Work to complete
Pick out each line below that contains the string "jumpsuit" and copy those lines. Case counts.
** begin **
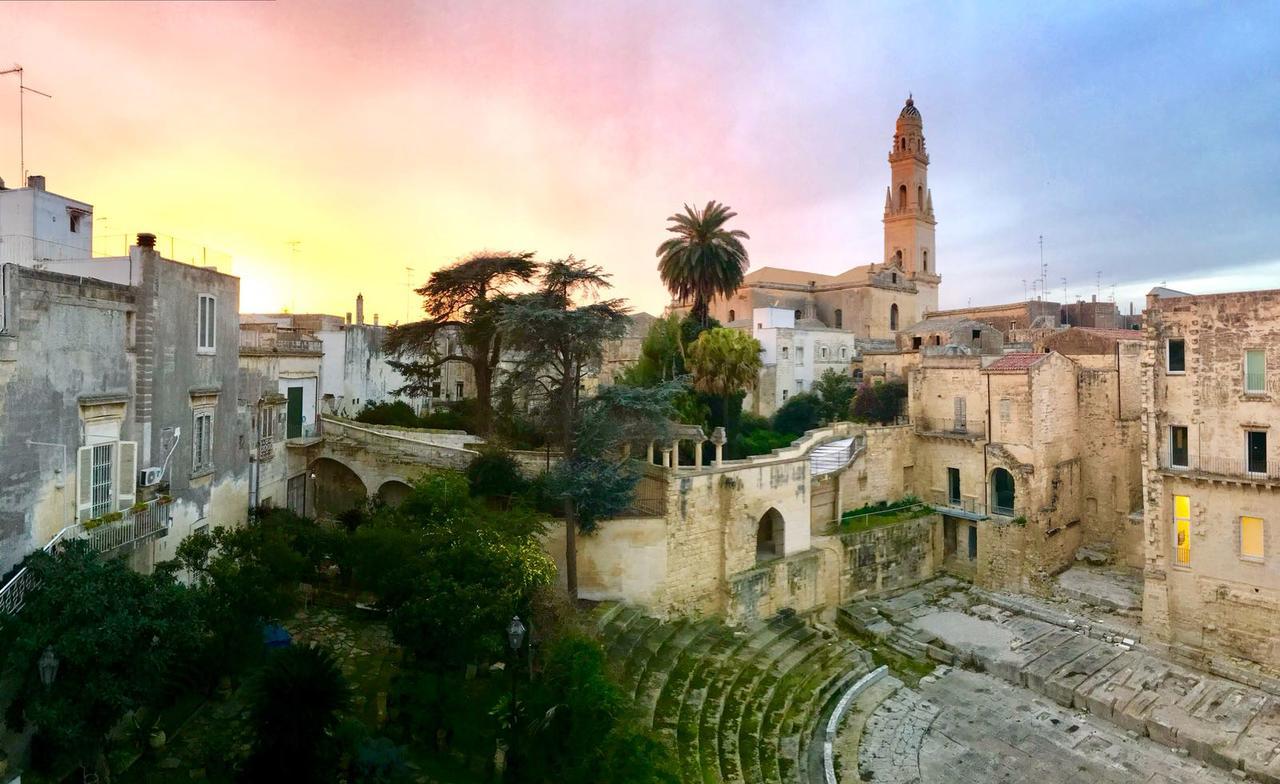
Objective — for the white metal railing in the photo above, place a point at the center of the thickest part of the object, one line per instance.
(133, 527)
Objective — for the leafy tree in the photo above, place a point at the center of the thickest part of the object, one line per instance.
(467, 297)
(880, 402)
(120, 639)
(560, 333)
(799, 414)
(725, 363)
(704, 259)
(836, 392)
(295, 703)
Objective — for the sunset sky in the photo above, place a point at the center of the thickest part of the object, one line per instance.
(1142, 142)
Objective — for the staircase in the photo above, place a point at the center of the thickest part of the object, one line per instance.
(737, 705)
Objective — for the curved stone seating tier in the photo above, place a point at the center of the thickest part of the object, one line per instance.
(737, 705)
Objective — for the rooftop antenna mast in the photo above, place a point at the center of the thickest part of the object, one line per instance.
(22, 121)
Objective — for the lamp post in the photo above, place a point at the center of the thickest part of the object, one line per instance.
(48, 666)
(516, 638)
** end **
** begin **
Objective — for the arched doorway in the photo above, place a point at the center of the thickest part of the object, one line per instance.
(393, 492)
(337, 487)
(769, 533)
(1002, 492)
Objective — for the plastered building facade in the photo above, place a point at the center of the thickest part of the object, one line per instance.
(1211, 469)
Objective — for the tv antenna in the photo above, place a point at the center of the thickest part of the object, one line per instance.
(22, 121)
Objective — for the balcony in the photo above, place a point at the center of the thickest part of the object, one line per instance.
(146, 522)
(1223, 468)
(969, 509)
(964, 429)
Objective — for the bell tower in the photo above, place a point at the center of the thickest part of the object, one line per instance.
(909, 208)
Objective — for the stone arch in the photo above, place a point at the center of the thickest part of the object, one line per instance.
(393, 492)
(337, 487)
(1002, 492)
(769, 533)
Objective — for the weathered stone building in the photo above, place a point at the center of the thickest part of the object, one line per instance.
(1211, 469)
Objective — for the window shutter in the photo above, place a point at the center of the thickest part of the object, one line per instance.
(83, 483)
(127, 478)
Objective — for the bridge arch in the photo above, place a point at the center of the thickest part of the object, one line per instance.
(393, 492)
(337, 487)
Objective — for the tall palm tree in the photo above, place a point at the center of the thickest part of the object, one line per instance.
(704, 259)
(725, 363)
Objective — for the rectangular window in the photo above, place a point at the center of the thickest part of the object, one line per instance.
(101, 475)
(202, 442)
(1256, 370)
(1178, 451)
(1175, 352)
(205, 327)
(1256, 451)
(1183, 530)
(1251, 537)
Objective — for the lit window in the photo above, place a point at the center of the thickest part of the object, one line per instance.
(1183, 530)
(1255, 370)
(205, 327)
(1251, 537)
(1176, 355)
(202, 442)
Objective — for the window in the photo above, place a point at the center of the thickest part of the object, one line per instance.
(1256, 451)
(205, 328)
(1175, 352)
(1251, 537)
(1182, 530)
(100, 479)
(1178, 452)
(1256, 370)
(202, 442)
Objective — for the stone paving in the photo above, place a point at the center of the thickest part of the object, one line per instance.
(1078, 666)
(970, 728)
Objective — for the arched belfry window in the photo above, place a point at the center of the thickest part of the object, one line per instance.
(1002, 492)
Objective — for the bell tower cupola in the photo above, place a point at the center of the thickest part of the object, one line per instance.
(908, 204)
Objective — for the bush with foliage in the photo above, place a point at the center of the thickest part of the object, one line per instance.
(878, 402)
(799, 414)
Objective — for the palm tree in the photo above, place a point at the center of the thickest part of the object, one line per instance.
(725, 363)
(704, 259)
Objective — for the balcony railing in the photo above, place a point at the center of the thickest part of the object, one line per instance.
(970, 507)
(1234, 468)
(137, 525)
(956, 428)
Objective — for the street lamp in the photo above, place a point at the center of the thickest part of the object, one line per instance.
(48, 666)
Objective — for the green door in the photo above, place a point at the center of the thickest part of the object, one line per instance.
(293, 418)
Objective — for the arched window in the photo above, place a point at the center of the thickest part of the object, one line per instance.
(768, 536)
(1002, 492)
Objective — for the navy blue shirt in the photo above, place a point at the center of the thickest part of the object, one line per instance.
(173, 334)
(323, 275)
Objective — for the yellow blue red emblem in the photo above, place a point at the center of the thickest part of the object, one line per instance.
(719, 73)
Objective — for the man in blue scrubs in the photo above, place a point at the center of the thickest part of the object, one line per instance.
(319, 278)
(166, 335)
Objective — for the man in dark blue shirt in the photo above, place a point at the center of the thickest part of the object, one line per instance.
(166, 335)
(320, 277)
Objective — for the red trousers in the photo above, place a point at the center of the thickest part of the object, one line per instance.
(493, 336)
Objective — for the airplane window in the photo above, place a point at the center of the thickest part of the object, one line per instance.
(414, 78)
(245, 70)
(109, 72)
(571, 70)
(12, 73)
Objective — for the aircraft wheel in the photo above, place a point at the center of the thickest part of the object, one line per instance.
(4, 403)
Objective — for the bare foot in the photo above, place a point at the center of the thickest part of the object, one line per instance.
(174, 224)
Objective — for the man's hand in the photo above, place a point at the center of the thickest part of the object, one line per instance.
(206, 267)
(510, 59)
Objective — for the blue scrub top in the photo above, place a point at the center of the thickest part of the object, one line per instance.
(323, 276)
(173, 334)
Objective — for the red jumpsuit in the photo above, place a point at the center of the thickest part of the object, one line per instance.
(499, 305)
** end **
** begin **
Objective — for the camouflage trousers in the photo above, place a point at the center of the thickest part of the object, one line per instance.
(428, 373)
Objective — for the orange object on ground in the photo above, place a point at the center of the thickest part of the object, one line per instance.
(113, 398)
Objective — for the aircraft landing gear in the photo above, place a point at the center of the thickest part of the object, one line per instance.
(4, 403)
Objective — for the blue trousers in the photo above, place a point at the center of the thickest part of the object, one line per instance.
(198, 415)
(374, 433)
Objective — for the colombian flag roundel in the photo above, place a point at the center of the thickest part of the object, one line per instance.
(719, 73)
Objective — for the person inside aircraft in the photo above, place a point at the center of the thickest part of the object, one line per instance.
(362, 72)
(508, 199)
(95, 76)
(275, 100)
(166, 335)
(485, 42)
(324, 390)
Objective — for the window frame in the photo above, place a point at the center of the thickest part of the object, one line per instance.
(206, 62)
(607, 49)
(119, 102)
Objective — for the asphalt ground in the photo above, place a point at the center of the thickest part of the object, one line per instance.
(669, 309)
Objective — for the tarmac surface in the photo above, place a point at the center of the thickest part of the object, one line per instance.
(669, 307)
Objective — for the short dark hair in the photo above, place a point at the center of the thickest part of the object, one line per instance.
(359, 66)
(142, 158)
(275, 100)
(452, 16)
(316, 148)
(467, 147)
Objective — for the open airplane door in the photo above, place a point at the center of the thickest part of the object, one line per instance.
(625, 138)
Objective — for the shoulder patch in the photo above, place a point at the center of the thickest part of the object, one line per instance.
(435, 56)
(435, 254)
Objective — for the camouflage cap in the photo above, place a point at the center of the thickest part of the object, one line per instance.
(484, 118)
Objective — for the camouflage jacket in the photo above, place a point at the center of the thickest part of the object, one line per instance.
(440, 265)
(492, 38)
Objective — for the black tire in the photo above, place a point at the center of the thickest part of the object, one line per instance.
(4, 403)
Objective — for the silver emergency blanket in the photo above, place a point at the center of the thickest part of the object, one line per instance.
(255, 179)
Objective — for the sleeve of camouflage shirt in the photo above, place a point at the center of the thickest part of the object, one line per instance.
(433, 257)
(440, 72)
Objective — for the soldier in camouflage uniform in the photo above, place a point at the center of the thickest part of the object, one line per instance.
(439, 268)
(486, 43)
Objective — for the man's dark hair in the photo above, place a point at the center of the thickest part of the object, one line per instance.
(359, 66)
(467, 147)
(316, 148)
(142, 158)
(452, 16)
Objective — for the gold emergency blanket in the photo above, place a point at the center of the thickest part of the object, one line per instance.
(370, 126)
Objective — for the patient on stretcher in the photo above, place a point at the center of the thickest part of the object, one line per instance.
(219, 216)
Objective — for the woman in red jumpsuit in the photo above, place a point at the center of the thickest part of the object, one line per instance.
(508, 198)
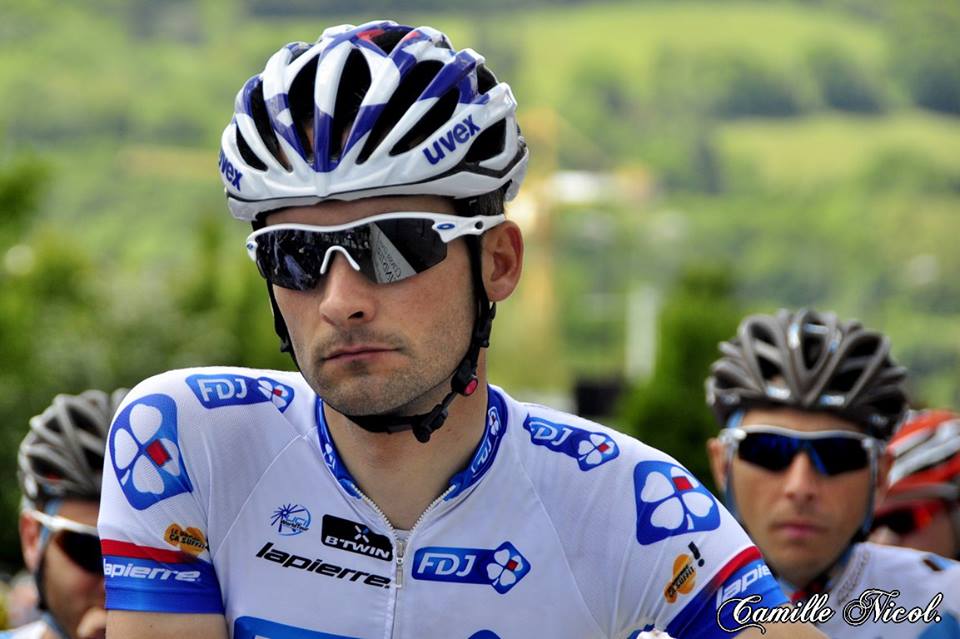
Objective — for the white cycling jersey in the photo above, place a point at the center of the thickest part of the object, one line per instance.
** end **
Problem solution
Objective — for the red jumpsuit in the photo above, place a point at the center of the thickest part of the object, one line per instance.
Objective — for the woman in red jumpsuit in the photo above, place a point at the center of the thickest part of the object, one line per instance.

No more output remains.